Problem description:
Without the images, write out all of the following entries exactly.

Records provided:
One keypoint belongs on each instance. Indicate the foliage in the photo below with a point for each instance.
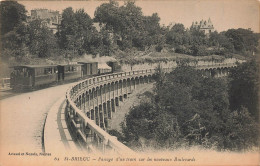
(41, 40)
(12, 14)
(243, 39)
(77, 32)
(244, 87)
(189, 109)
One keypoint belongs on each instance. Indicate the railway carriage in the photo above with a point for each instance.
(89, 68)
(31, 76)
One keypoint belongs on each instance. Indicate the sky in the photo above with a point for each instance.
(224, 14)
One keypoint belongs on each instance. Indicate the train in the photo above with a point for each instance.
(29, 77)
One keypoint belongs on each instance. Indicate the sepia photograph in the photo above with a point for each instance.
(129, 82)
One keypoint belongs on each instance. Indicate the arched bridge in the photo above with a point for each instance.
(90, 105)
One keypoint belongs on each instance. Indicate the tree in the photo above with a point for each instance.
(12, 14)
(77, 33)
(41, 40)
(243, 39)
(189, 109)
(244, 87)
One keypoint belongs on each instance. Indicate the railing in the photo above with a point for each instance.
(5, 83)
(84, 128)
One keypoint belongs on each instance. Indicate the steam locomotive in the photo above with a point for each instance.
(28, 77)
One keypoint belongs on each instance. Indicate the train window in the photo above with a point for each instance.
(55, 70)
(47, 70)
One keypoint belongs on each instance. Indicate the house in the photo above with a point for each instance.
(205, 26)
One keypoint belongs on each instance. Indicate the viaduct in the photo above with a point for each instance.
(90, 104)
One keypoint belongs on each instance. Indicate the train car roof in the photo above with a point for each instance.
(33, 66)
(69, 64)
(86, 62)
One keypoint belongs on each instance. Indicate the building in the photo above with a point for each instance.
(51, 19)
(205, 26)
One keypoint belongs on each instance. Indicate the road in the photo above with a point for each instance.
(23, 116)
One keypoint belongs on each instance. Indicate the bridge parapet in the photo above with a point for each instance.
(91, 103)
(87, 121)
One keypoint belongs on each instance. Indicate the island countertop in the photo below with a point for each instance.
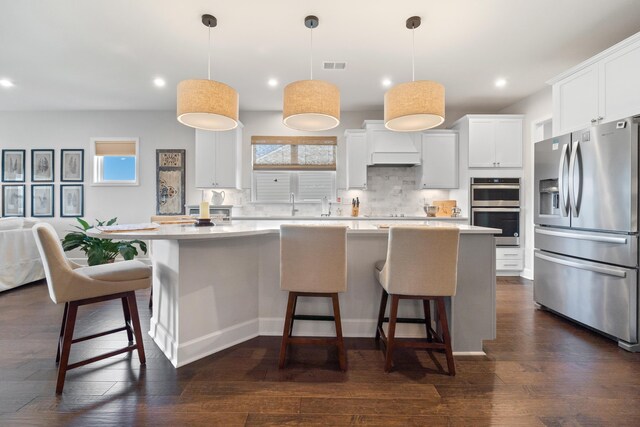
(240, 228)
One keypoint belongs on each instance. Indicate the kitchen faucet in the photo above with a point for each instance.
(292, 199)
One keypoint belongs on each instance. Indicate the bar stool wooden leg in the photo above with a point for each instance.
(442, 315)
(70, 324)
(383, 307)
(342, 358)
(288, 325)
(127, 319)
(393, 316)
(133, 309)
(64, 321)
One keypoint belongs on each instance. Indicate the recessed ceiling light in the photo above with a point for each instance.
(501, 83)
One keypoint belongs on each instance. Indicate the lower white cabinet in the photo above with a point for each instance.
(439, 165)
(509, 258)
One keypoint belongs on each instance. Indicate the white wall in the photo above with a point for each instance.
(74, 129)
(535, 108)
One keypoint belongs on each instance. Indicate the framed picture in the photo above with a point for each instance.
(71, 200)
(170, 182)
(42, 200)
(72, 165)
(13, 200)
(42, 165)
(13, 165)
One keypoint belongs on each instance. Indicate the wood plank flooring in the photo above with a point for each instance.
(541, 370)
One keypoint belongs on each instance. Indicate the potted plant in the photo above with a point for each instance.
(100, 251)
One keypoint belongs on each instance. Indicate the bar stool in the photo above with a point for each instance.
(74, 285)
(421, 264)
(313, 263)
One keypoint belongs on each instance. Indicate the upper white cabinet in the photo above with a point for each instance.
(439, 166)
(218, 158)
(601, 89)
(494, 141)
(357, 153)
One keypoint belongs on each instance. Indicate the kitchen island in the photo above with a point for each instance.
(215, 287)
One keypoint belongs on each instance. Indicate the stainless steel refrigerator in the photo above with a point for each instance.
(586, 228)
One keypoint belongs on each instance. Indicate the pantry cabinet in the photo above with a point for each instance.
(218, 158)
(599, 90)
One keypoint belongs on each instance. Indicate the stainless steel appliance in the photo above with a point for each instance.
(586, 233)
(495, 202)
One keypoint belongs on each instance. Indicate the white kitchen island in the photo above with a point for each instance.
(214, 287)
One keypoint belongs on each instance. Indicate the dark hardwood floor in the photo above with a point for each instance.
(541, 370)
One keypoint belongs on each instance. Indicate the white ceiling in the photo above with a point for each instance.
(103, 54)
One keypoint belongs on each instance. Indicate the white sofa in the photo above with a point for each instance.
(19, 258)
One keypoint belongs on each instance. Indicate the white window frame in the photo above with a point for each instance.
(294, 184)
(97, 163)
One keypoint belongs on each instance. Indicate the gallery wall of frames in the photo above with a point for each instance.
(49, 195)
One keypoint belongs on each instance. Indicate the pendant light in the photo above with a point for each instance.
(207, 104)
(311, 105)
(416, 105)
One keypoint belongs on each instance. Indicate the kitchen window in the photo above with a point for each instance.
(304, 166)
(115, 161)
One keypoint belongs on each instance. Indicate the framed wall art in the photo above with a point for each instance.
(13, 165)
(13, 200)
(72, 165)
(170, 196)
(42, 164)
(42, 200)
(71, 200)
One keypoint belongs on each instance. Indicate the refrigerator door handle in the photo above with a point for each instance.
(572, 191)
(564, 202)
(576, 236)
(602, 270)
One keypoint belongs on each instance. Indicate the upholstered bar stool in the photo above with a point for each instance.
(313, 263)
(74, 285)
(421, 264)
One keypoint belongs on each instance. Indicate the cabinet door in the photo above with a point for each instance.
(482, 143)
(575, 101)
(205, 158)
(439, 168)
(356, 161)
(619, 88)
(508, 143)
(225, 159)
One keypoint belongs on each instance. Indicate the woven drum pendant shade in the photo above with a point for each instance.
(311, 105)
(207, 105)
(414, 106)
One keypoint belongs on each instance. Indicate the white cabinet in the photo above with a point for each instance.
(218, 158)
(599, 90)
(357, 153)
(439, 165)
(495, 141)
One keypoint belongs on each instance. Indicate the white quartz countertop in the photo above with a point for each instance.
(240, 228)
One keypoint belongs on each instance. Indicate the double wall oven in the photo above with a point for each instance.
(495, 202)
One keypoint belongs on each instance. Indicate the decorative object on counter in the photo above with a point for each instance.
(417, 105)
(13, 200)
(71, 200)
(72, 165)
(170, 182)
(207, 104)
(13, 165)
(42, 200)
(42, 165)
(311, 105)
(100, 251)
(217, 198)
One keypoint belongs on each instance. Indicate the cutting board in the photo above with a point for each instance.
(444, 207)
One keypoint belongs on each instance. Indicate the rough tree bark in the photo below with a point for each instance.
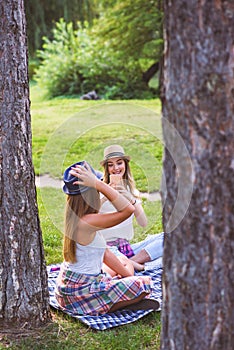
(198, 101)
(23, 277)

Expected answer:
One keypoint belongs on each instance. Indicate the foliage in the photo below with a point for each instance.
(41, 40)
(12, 14)
(243, 39)
(77, 32)
(244, 87)
(189, 109)
One keypoint belongs on each instance. Indicate the railway carriage in the photo above with a point for each instance.
(89, 68)
(31, 76)
One keypoint belongs on each instance. Indicate the sky in the photo above with a point for each instance.
(224, 14)
One keypoint belongs on each instance. Indicate the train in the photo above with a point for each instance.
(29, 77)
One keypoint belongs on each instance. Indicate the sepia photograph in the photo above with a point for each instance.
(129, 82)
One keypoint belongs on each instance. Indicate the arched bridge in the photo above with a point for each instance.
(90, 105)
One keypoint belongs on each instance. Indicate the tree in the photo above with a point for each instance.
(12, 14)
(77, 33)
(41, 40)
(243, 39)
(189, 109)
(244, 87)
One keypoint belongs on each instance. Indicate the railing in the photo above with a point for each instance.
(5, 83)
(84, 128)
One keypoint belongs on each instance. Indicate the steam locomotive in the photo above with a point for each instance.
(28, 77)
One keypoint belongs on each instance. Indicate the train window in the photo above with a point for each instance.
(55, 70)
(47, 70)
One keypoint belongs on each instance. Indicate the house in the photo above with a point for each instance.
(205, 26)
One keypoint belongs on each instance. Indicate the viaduct in the photo above with a point for each instance.
(90, 104)
One keypoint belongs on each instance. Indicate the train car roof in the photo above with a point for each instance.
(33, 66)
(69, 64)
(86, 62)
One keypoint belongs on each instance. Indicate the building in the photo above with a point for each instance.
(51, 19)
(205, 26)
One keypoint belongs on each instance. Indicate the road in the photo above with a point for each instance.
(23, 116)
One keypoint belongs on each instance. Indicate the bridge parapet in the photo above with a point for each instance.
(91, 103)
(87, 121)
One keypoint belongs on each instance. Indicate the island countertop in the photo below with a point for each instance.
(240, 228)
One keypoint belongs on each instance. Indicate the kitchen faucet in the photo above with a point for each instance.
(292, 199)
One keypoint belongs on each instance. Indicate the bar stool wooden leg in the photo above with a point for each instance.
(442, 315)
(70, 324)
(383, 307)
(342, 358)
(288, 325)
(127, 319)
(393, 316)
(133, 309)
(64, 321)
One keypoint belongs on each instance. Indicate the recessed ceiling light in the photo above with a point for each instance.
(501, 83)
One keypoint belongs on each instance. Indicate the lower white cabinet in the photo above with a point for each instance.
(439, 165)
(509, 258)
One keypoint belongs on each instance. Indicate the white wall in the photo above with a point for each instance.
(74, 129)
(535, 108)
One keypoint belongs on each instance. Indicate the framed picture in the photo above with a point for each instance.
(71, 200)
(170, 182)
(42, 200)
(72, 165)
(13, 200)
(42, 165)
(13, 165)
One keypoint belongs on each instance. Indicate the wood plank flooring in the photo above with a point for each instance.
(541, 370)
One keypoint belongs on each instance. Indicate the potted plant in the photo above with a point for each instance.
(100, 251)
One keypoint belongs on each instance. Indicate the bar stool in the photo above with a point for each instance.
(74, 285)
(421, 264)
(313, 263)
One keypoint belongs on each instance. Indicate the upper white cabinet in the photo above with a point for each instance.
(439, 166)
(218, 158)
(601, 89)
(494, 141)
(357, 153)
One keypoint belongs on each instance. Indicate the kitchen island in the photo above with a point for each instance.
(215, 287)
One keypoint belongs on each instance. Indicate the stainless steel refrigerator in the photo above with a point for each instance.
(586, 228)
One keypoint belongs on each instance. Indicate the pantry cabinet in the photo above with a point for each instance.
(218, 158)
(599, 90)
One keypoint belongs on each instance. Indicate the stainless steel appliance in the photo above with a point for each instance.
(586, 233)
(495, 202)
One keypoint belongs on each instance. Indicate the white kitchen island in the photo above with a point for each instance.
(214, 287)
One keypoint belongs on each instance. Indicate the dark hardwood floor in the photo above with a point for each instance.
(541, 370)
One keypoint belongs on each instance. Indicate the white ceiling in the photo above with a point for each instance.
(103, 54)
One keypoint belongs on each instance. Indicate the white sofa in the photo above with a point for each instance.
(19, 258)
One keypoint belongs on each instance. Indicate the white window frame in the photo above with a point for each instance.
(294, 184)
(97, 163)
One keypoint belongs on each instance. Indicate the gallery wall of frames in the photo above with a point for each instance.
(49, 195)
One keypoint belongs on each instance. Indicate the pendant light in the photo above with a point for each instance.
(207, 104)
(311, 105)
(416, 105)
One keypoint belongs on each instance. Indicate the kitchen window in the photo above with a point for each instance.
(304, 166)
(115, 161)
One keypoint belongs on each instance. Indicate the framed wall art in the photo above with a point for each instance.
(13, 165)
(13, 200)
(72, 165)
(170, 196)
(42, 164)
(42, 200)
(71, 200)
One keypoint belongs on each instance. Indicate the refrigerator door handle in the photo above with a point for each instance.
(572, 191)
(564, 202)
(576, 236)
(602, 270)
One keypoint belongs on each instance. Indicate the upholstered bar stool in the photo above with a point for each instance.
(313, 263)
(74, 285)
(421, 264)
One keypoint belongs on each instance. Indicate the cabinet door in the photo above with a point for each instance.
(482, 143)
(575, 101)
(205, 158)
(439, 168)
(356, 161)
(619, 88)
(508, 143)
(225, 159)
One keypoint belongs on each instance. Indicate the woven drum pendant shade in the photo above with a point for each instance.
(311, 105)
(207, 105)
(414, 106)
One keypoint belongs on each instance. Indicate the white cabinet in the photo above with a point for each instance.
(218, 158)
(599, 90)
(357, 153)
(439, 165)
(495, 141)
One keypoint belongs on each instance. Indicate the white quartz countertop in the photo above with a point for each instance.
(240, 228)
One keypoint belongs on each instance. Indicate the double wall oven in the photo above with a point for each instance.
(495, 202)
One keypoint belongs on each instance. Indicate the decorative object on counter in the photo above with a point for each instance.
(417, 105)
(13, 200)
(71, 200)
(72, 165)
(170, 182)
(207, 104)
(13, 165)
(42, 200)
(42, 165)
(311, 105)
(100, 251)
(217, 198)
One keypoint belongs on each instance. Indicate the cutting board in the photo above with a point for each instance.
(444, 207)
One keypoint belongs on each instance. Indicate the rough tree bark in the photo below with a point for each instance.
(198, 101)
(23, 277)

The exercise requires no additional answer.